= WORK TO COMPLETE =
Write the data out again, character for character, with no images.

= MATERIAL FOR THE TASK =
--- START ---
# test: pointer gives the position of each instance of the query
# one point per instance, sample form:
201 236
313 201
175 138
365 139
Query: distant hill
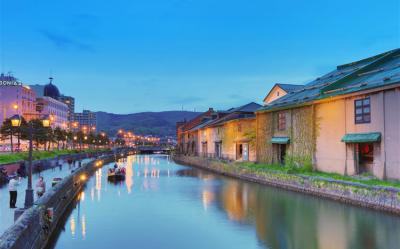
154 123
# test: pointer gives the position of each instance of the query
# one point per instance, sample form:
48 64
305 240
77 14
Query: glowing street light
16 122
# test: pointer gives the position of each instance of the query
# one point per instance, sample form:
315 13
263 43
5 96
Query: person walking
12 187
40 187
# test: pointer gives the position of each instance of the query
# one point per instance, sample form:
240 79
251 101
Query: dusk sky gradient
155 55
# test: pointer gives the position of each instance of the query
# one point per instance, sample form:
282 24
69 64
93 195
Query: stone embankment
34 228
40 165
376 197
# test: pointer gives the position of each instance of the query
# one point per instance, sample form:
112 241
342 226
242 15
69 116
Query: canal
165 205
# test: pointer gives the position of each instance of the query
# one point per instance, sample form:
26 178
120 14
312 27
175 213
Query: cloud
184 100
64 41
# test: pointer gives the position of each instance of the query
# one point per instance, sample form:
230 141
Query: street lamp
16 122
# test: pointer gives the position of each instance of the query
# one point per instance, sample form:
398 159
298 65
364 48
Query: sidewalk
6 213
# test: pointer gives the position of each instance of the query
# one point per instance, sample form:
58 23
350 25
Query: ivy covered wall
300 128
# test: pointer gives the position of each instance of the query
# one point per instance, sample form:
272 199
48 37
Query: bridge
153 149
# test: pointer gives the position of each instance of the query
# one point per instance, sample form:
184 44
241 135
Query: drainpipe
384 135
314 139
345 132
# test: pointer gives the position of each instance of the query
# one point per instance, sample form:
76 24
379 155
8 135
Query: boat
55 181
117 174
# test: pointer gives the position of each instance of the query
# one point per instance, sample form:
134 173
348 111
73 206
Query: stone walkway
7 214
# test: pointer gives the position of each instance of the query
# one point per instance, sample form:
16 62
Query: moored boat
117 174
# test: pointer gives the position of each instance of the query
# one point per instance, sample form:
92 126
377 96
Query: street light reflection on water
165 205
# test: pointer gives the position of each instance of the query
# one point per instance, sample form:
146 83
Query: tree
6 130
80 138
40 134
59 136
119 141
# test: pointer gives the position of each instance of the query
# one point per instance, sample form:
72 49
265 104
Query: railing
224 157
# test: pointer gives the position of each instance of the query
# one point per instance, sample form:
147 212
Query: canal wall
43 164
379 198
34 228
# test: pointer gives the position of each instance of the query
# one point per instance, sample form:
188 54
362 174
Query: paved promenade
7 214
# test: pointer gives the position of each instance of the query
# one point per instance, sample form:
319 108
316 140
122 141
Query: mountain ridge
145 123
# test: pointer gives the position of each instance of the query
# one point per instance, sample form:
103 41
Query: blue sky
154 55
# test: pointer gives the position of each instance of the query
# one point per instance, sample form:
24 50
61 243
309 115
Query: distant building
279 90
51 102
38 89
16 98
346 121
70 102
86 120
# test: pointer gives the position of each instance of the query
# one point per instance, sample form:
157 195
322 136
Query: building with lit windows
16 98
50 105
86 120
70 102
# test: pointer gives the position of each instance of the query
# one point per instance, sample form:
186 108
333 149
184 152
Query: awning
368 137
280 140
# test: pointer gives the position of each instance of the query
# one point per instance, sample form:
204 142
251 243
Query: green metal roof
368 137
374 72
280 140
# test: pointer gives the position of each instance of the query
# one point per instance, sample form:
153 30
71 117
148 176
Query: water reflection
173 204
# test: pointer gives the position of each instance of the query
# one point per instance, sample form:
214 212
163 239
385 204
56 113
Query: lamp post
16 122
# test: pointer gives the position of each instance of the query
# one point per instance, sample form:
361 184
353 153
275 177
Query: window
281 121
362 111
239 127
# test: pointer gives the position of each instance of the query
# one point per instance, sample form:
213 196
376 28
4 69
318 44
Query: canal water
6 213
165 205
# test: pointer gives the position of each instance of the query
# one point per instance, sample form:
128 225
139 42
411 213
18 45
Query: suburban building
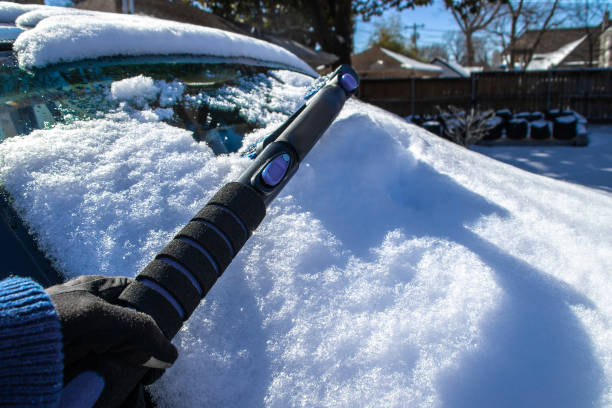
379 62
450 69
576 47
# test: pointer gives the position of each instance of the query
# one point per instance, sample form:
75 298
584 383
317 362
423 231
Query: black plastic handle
--- END ---
= EXERCISE RESPONSE =
# test: pointer gives the position of each instance of the query
# one point per instance, sample form:
201 236
313 201
175 138
365 139
Query: distant hill
154 123
# test: pointer gives the position of each instance of the query
# one point per instance, sample form:
48 64
305 240
77 14
Query: glowing street light
16 122
# test: pointer gives the position of each instance of the query
# one point per instance, sample form:
315 13
263 43
5 96
Query: person walking
12 187
40 187
# test: pointer gives the position of each instance of the query
# one point per instance, sample form:
240 79
251 101
Query: dusk sky gradient
155 55
# test: pointer gives the position of each instance of the query
# one point per instance, sample form:
282 24
69 64
93 195
Query: stone embankment
34 228
40 165
376 197
# test: pointer gives the position of each instance of the query
# one point per instance, sample form:
112 241
342 226
242 15
69 116
Query: canal
165 205
# test: pointer gives the position of each instance of the query
# one point per instance, sample form:
26 178
120 14
312 27
175 213
Query: cloud
184 100
64 41
# test: pointer gives the position of each instance of the query
# one point per instance, sample form:
230 141
Query: street lamp
16 122
# test: pointer gives the position of each instance of the query
# one point per instance, sample form:
398 159
298 65
364 48
Query: sidewalk
6 213
# test: pointer gives the position of each instance of the query
# one point per instance, sample form:
58 23
350 25
Query: ivy covered wall
300 128
# test: pointer gives the position of each instance of the query
# one point per instance, sample form:
272 199
48 37
Query: bridge
153 149
# test: pointer gives the position of each instance of the query
# one point per instance, sample form:
184 44
241 135
Query: drainpipe
384 135
314 139
345 132
# test: pointer gives the position of each instance of the query
# one point per instance, sample form:
76 24
379 155
8 135
Query: boat
55 181
117 174
# test: pointer gives the position of each instance of the query
# one point per instance, sample form:
134 173
348 111
73 206
Query: stone walkway
7 214
# test: pointer gives the position of each instance of the query
# one point per instance, sample form:
16 62
Query: moored boat
117 174
# test: pointer gives the position of each instance of the query
# one point per instance, sample form:
92 126
377 96
Query: street light reflection on water
165 205
# test: pointer gives the position of each instance of the query
# one point per instance, sample form:
146 83
Query: tree
6 130
80 138
40 134
59 136
119 141
# test: pointer gives the position of each instance of the query
# one point per instance, sample form:
72 49
265 104
Query: railing
224 157
# test: pointer gives the position of each instance of the query
# one point per instance, sample form:
147 212
Query: canal wall
43 164
379 198
34 228
# test: pointer gives the position of each instance of the query
# one point per instance, sample form:
188 54
362 174
Query: paved promenade
7 214
# test: pointer gives the position of each instance of the query
# one point per instance, sample form:
319 108
316 140
122 141
Query: mountain ridge
145 123
# test: pointer gives the position of each instance of the query
# one point per instance, sample form:
103 41
Query: blue sky
154 55
# test: pointer gives the position of each instance of the query
# one point per instance, sample form:
24 50
61 243
309 115
Query: distant building
279 90
51 102
38 89
16 98
346 121
70 102
86 120
# test: pointer gives the position of each instance of the query
# one point per instance, sample form:
157 195
322 136
Query: building with lit windows
16 98
50 105
86 120
70 102
# test: pointer gives the position of each instance of the query
# one point per instance, sample form:
186 108
333 149
184 152
Query: awning
368 137
280 140
# test: pointer gives the position of each instance of the query
# one point per instance, sample form:
204 142
251 243
Query: green metal roof
368 137
374 72
280 140
# test: pointer gives the position of each instance of the query
# one point per instance, sample form:
153 30
71 117
148 176
Query: water reflection
173 204
# test: pointer gives the position of each instance of the query
# one point per instance, sample form:
214 212
163 239
385 204
56 113
Query: lamp post
16 122
# test: pointer gives the position of each instance of the query
# one point per instance, sample form:
361 184
353 153
275 177
Query: window
281 121
362 111
239 127
# test: pointer gives the position of each instance of the query
# one point per instance, sample form:
213 196
376 28
4 69
318 44
Query: canal water
6 213
165 205
# test: pointer gives the position of each instance of the query
# one point per instance, sample form:
128 225
139 42
411 213
18 45
Query: suburban building
379 62
450 69
576 47
# test: pointer gives the position of each instance of the query
# one point per instance, sample form:
75 298
584 383
317 362
423 231
Query: black plastic handle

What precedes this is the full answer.